◆ Source passage
:::

Friday 23 May 2014

The Front Left.

The front left becomes a horror of untold. Every face smiles, but they are smiles of day light robberies and hurt and pain. The space you obtain becomes small till you can't breath and the witches crackle with ease.

goodbye

the sleeping tablets kick in and i can hear the birds sing. i didnt witness nor know it was the end, but i had a sneaking feeling. i recall when i touched her thigh, and in that moment thought that things could be alright. for i had what i always wanted and wished for, i had found love. the kind you see in soap opreas, but not in movies. it was intense, a feeling i will never forget, though with time the pictures in my mind dull and fade, i will never forget.

another one

The sons of mothers in search of others, eyes lit by the dark, with fading passon that once could win a lonely heart, only rejection breaks more then tenfold. And the scene is played out in mute and ever so slow. Questions left unanswerable fester and swoll, taking up more room till the spirit is no longer whole

Wednesday 7 May 2014

truth hurts.

you tell me the worse truthful lies trying to cut me when I already bleed, unknown to you how I need. you try to feed on my guilt, but anger grows instead. And the darkness covers and grows, lost souls circle the bed. but no rest, no way. and everyday pales more, and the sky is forever gray. while tomorrow is just another day. I tell you in code that I have to go, but you will never know, I already cut myself so.

none of the previous.

You are here, a heart that doesn't fully beat for fear of rejection, scared of even the suggestion. You never know you can make amends, but sadly you cant even tell your friends. And the feeling of being alone grows. And you just want to let go. But then again if you tried to hold on what can you grip, such is life and the pain in your chest is not all that keeps you awake

Tuesday 8 April 2014

the smell of stale cider and lost hope.

:::

◆ Work to do
A) Decide whether each statement agrees with the blog posts, answering yes or no and quoting the words that settle it. (i) In "goodbye," the speaker can hear birds singing. (ii) In "truth hurts," the sky is described as forever blue. (iii) In "The Front Left," every face frowns.
B) Copy the part of the blog posts that starts with "you tell me" and goes on through "and lost hope.".

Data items
:::

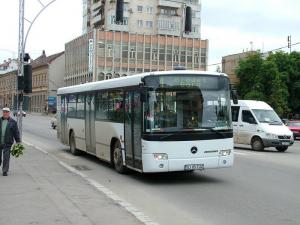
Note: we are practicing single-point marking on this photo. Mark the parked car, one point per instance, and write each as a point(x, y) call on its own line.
point(53, 123)
point(294, 126)
point(255, 123)
point(17, 113)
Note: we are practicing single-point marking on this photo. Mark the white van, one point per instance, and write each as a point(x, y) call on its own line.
point(255, 123)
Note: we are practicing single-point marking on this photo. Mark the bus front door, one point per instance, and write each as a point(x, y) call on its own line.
point(133, 149)
point(90, 124)
point(63, 120)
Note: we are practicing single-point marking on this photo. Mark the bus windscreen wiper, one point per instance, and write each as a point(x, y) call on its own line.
point(216, 131)
point(166, 135)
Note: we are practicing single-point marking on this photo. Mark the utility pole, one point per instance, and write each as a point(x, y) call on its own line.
point(21, 52)
point(21, 64)
point(290, 43)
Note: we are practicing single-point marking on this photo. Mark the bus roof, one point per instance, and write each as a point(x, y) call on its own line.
point(253, 104)
point(127, 81)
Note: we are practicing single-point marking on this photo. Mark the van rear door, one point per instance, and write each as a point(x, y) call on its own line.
point(235, 110)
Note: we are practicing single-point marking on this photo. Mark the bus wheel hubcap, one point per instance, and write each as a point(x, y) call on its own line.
point(117, 156)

:::

◆ Solutions
A)
(i) Yes: "i can hear the birds sing."
(ii) No: "the sky is forever gray."
(iii) No: "Every face smiles."

B)
you tell me the worse truthful lies trying to cut me when I already bleed, unknown to you how I need. you try to feed on my guilt, but anger grows instead. And the darkness covers and grows, lost souls circle the bed. but no rest, no way. and everyday pales more, and the sky is forever gray. while tomorrow is just another day. I tell you in code that I have to go, but you will never know, I already cut myself so.

none of the previous.

You are here, a heart that doesn't fully beat for fear of rejection, scared of even the suggestion. You never know you can make amends, but sadly you cant even tell your friends. And the feeling of being alone grows. And you just want to let go. But then again if you tried to hold on what can you grip, such is life and the pain in your chest is not all that keeps you awake

Tuesday 8 April 2014

the smell of stale cider and lost hope.